### [Task]
Transcribe all of the data exactly. Omit the pictures.

### [Given data]
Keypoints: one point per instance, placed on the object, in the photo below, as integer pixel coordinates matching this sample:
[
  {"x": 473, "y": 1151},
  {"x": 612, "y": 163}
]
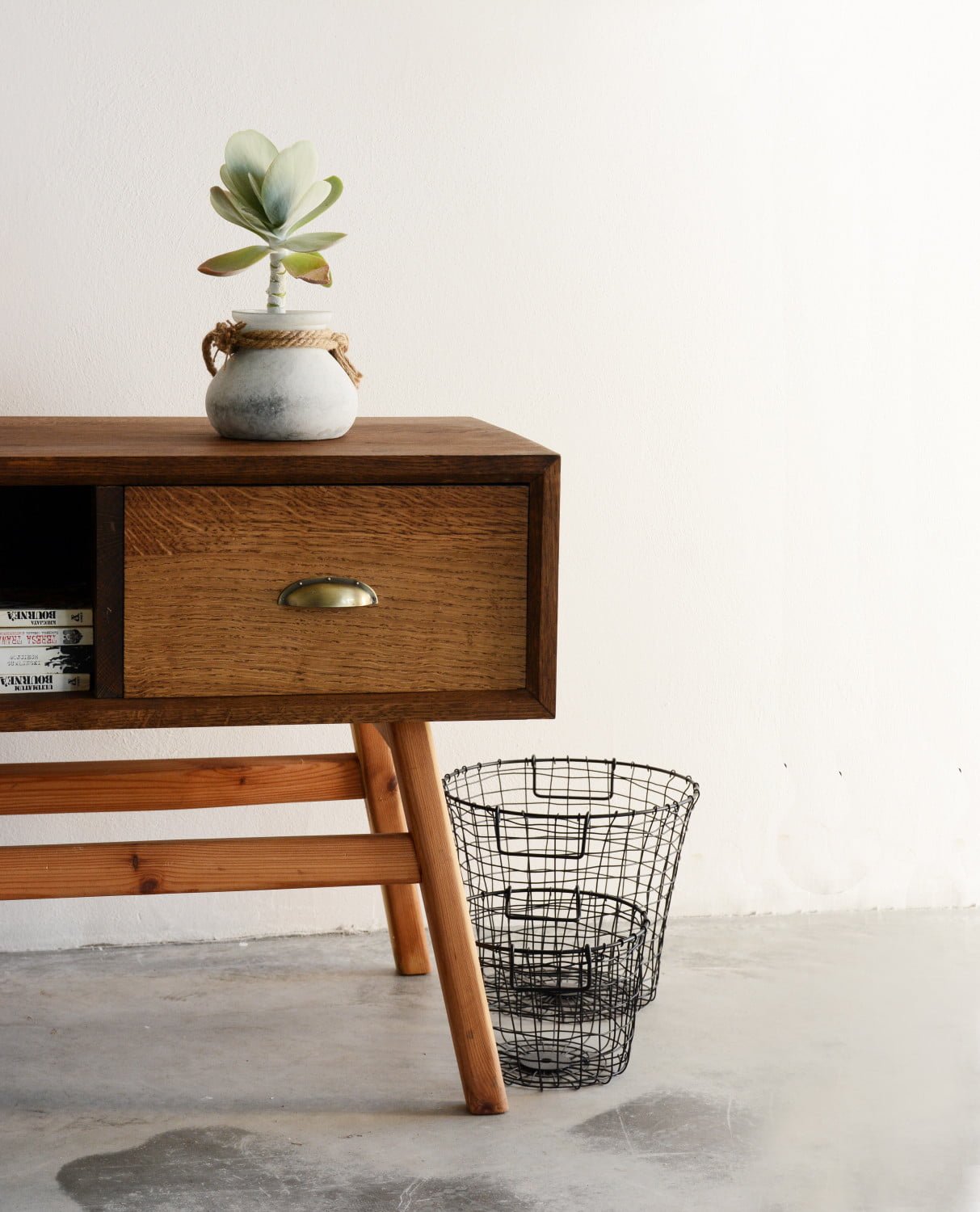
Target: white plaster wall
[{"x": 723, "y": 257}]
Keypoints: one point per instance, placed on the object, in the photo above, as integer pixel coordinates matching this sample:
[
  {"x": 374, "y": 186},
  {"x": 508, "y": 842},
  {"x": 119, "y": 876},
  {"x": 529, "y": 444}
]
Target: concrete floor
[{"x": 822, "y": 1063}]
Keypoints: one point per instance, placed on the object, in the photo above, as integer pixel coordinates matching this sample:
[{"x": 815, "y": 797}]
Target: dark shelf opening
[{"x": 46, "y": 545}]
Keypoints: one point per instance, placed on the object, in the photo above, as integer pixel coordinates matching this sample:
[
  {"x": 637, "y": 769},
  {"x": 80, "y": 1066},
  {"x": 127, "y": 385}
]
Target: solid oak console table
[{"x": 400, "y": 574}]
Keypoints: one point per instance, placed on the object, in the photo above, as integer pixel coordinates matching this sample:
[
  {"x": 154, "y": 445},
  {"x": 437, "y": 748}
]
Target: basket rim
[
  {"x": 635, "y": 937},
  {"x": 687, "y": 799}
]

### [Output for this task]
Keypoints: one point per instance, placed on the object, in the photo below, as integer pixel coordinates matching this sample:
[
  {"x": 473, "y": 1151},
  {"x": 612, "y": 163}
]
Target: white plaster wall
[{"x": 723, "y": 257}]
Keypoints: one point per instance, placed on the object, in the photo above, as integer pixel coordinates matching this sample:
[
  {"x": 374, "y": 186},
  {"x": 508, "y": 842},
  {"x": 119, "y": 876},
  {"x": 529, "y": 444}
]
Target: concrete floor
[{"x": 822, "y": 1063}]
Keypoints: one point per instance, placed on the object, in the photo above, as integer pixel coordinates matching this sample:
[{"x": 815, "y": 797}]
Target: dark shelf opening
[{"x": 46, "y": 545}]
Keypoints: one point per instance, placed on the object, in the photo above, as integer pixel coordinates matching this sample:
[
  {"x": 637, "y": 769},
  {"x": 80, "y": 1066},
  {"x": 127, "y": 385}
]
Target: solid oak console table
[{"x": 400, "y": 574}]
Keypoints: one point per instance, placed on the object, in the photo above, as integer pixel coordinates matching this sample:
[
  {"x": 154, "y": 445},
  {"x": 437, "y": 748}
]
Target: basket rim
[
  {"x": 635, "y": 937},
  {"x": 687, "y": 799}
]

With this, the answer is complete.